Task details
Return, with no changes, the lines starting with the one that contains "An <instance> block" and going on through the one that contains "box: [78, 329, 1086, 782]".

Recorded data
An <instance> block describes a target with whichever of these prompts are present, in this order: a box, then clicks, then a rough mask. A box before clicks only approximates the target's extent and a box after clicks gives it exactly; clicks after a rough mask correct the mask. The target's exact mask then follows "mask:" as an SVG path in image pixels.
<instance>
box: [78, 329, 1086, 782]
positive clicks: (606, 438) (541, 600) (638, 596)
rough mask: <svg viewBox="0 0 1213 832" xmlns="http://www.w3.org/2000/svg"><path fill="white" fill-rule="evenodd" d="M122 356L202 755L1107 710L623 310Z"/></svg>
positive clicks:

* * *

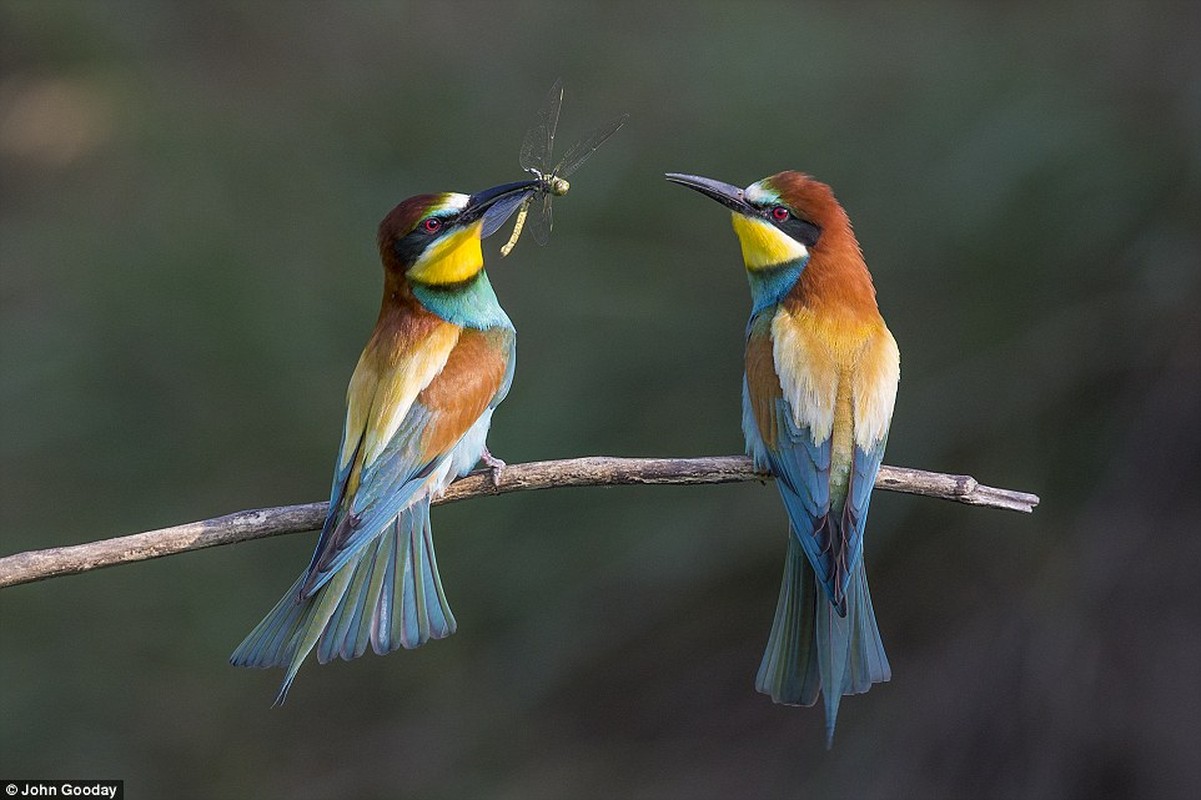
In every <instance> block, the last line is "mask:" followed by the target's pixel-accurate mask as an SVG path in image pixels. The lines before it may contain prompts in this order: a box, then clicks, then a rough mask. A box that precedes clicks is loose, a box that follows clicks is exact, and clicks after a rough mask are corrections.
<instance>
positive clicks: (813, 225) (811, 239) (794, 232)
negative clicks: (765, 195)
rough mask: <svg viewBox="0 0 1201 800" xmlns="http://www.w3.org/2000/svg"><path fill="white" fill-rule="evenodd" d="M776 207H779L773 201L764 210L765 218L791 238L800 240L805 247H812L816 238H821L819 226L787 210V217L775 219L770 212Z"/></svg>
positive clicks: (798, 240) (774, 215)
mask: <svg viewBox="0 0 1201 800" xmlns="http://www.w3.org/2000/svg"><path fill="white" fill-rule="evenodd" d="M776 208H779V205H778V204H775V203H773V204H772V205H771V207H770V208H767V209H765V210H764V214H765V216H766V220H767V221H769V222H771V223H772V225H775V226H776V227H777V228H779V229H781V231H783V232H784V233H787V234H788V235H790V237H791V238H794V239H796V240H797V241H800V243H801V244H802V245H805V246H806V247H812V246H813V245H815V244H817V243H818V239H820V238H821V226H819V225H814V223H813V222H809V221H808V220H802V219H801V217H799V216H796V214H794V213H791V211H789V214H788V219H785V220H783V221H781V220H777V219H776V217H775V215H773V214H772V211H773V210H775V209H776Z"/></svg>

Exercise response
An <instance> block describes a target with whichever of these prompts are present, in this order: a box, then clicks, then a rough mask. A box before clicks only approximates the target's extent and a box after clicks gives it exactly; clicks after a rough mask correct the mask. The target's exact mask then follows "mask:" as an SVG path in image pixels.
<instance>
box: [78, 329, 1086, 782]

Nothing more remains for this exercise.